» Extract to read
Led by septuagenarians Wilson Das Neves (percussion, vocals) and Neco (guitar), the band oozes smooth charm without lapsing into cliche. These two endow the group with a wealth of experience, having recorded and toured the likes of Elis Regina, Tom Jobim, Wilson Simonal, Jorge Ben, Chico Buarque and Elza Soares. Wilson also performs with the Rio samba troupe Orquestra Imperial.
At the risk of comparing apples and oranges, I find myself contrasting this album with the music of Eddie Palmieri, whose live show I caught last night. Eddie's band was tight and each member was at the top of his game, pumping out blistering solos on horns and percussion. But I found myself growing a little numb to the music, which seemed to come all at one temperature: hot. They provided too little dynamic variation. After a while, even on the most pleasant tropical afternoon one requires a cool drink.

» Supplied entries
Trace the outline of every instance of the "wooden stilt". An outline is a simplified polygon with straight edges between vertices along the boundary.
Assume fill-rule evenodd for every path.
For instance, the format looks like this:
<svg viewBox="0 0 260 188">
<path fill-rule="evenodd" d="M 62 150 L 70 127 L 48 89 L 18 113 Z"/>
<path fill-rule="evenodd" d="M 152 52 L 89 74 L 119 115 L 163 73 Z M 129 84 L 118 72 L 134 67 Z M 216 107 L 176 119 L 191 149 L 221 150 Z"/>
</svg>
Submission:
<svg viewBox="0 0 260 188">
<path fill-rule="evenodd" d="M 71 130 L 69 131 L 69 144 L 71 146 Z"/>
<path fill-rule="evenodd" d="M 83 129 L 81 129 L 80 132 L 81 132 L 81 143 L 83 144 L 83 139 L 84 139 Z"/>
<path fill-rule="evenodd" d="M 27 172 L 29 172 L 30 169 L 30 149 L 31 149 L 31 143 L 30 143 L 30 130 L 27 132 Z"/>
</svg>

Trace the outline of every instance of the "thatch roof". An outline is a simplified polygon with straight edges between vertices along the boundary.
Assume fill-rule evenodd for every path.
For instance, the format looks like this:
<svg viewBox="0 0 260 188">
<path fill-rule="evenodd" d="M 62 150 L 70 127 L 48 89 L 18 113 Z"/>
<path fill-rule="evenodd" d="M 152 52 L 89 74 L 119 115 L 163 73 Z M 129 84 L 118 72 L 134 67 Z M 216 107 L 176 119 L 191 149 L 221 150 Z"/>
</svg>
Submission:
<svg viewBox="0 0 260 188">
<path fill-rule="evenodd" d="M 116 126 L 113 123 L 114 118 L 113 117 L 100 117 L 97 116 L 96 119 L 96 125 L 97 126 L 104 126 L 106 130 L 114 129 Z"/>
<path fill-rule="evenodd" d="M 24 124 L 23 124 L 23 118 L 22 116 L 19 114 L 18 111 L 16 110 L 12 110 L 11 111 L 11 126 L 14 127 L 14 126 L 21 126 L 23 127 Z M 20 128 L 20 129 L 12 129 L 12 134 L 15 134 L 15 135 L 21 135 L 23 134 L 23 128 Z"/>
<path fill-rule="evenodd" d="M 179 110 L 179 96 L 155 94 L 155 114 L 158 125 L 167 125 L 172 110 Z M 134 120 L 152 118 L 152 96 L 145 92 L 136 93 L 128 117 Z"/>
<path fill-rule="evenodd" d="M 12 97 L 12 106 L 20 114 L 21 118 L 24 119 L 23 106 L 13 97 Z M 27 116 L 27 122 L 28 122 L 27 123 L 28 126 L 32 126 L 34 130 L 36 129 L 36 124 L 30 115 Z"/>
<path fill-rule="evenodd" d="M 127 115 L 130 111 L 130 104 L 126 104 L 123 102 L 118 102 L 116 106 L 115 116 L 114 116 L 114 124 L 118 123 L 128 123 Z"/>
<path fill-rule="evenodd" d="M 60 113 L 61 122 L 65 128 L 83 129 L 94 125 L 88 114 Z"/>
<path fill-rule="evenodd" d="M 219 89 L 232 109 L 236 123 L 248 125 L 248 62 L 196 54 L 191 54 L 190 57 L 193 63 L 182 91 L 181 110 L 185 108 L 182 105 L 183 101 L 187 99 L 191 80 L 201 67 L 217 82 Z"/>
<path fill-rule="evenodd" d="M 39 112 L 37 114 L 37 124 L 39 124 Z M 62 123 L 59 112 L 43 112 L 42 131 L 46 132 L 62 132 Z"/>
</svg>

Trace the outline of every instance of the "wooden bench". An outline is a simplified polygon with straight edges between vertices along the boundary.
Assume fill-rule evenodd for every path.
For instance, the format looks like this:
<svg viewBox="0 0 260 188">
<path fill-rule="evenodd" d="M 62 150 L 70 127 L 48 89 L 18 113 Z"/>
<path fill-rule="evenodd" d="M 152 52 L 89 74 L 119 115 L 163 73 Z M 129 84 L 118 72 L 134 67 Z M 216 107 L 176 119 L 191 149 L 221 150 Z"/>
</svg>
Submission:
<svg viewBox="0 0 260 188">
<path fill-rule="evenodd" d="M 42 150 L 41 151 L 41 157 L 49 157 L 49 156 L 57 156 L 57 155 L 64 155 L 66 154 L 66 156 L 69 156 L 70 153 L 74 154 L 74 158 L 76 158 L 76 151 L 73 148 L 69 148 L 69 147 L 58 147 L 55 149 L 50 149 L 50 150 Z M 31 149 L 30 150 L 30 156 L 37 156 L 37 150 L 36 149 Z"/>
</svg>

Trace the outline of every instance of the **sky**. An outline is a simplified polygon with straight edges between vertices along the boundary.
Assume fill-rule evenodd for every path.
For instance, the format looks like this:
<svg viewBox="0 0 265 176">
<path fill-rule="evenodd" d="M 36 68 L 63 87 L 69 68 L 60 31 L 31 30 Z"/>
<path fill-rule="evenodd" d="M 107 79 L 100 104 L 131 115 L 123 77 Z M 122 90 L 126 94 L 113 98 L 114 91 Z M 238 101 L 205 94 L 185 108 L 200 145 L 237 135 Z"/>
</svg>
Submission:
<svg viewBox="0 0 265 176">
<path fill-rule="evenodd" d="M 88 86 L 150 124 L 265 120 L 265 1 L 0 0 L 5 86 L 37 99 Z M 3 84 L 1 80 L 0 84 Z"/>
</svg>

» Short problem
Change "tropical afternoon" to "summer afternoon" in the album review, then write out the passage that opens with "At the risk" and closes with "a cool drink.". The records don't matter here.

» Result for this task
At the risk of comparing apples and oranges, I find myself contrasting this album with the music of Eddie Palmieri, whose live show I caught last night. Eddie's band was tight and each member was at the top of his game, pumping out blistering solos on horns and percussion. But I found myself growing a little numb to the music, which seemed to come all at one temperature: hot. They provided too little dynamic variation. After a while, even on the most pleasant summer afternoon one requires a cool drink.